True love wall, Gateshead, Tyneside | Chris Killip
True love wall, Gateshead, Tyneside | Chris Killip

Mit dem renommierten Dr. Erich Salomon-Preis zeichnet die Deutsche Gesellschaft für Photographie (DGPh) in diesem Jahr den britischen Photographen Chris Killip aus. Damit würdigt die Gesellschaft eine herausragende Photographenpersönlichkeit ebenso wie ein bedeutendes Werk in der Tradition der großen humanistisch dokumentarischen Photographie. 50 Jahre lang setzte er sich als erstklassiger Photograph, als Kurator und Kritiker sowie von 1991 bis 2017 im Rahmen seiner Lehrtätigkeit an der Harvard University Cambridge Massachusetts, USA, nachhaltig für die Emanzipation und die Vermittlung der Photographie ein. Seine Publikationen, entstanden zwischen 1980 und 2020, gehören zu den beeindruckendsten der Photographie-Literatur. Ohne Killip wäre ein großes Stück britischer Kultur- und Mentalitätsgeschichte unentdeckt geblieben. Seine Photographien und Bildreihen sind kostbare Berichte und Sinnbilder, die den gesellschaftlichen und wirtschaftlichen Wandel von Großbritannien beleuchten. Sie reihen sich in der Geschichte der Photographie neben jene der großen, unverzichtbaren Meister ein und erweisen sich für viele weitere Photograph*innen und Künstler*innengenerationen als inspirierende Vorbilder.

◆ ◆ ◆ ◆

Arbeitsauftrag
In welchem Zeitraum lehrte Chris Killip laut dem Text zum Dr. Erich Salomon-Preis an der Harvard University?

Datenauszug

◆ ◆ ◆ ◆

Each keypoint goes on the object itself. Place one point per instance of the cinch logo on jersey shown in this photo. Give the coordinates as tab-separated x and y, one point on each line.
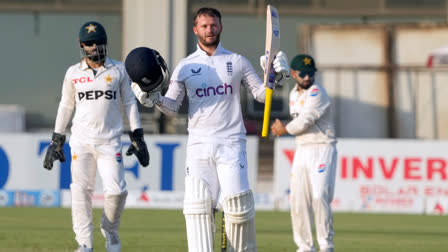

◆ ◆ ◆ ◆

Musterlösung
Von 1991 bis 2017.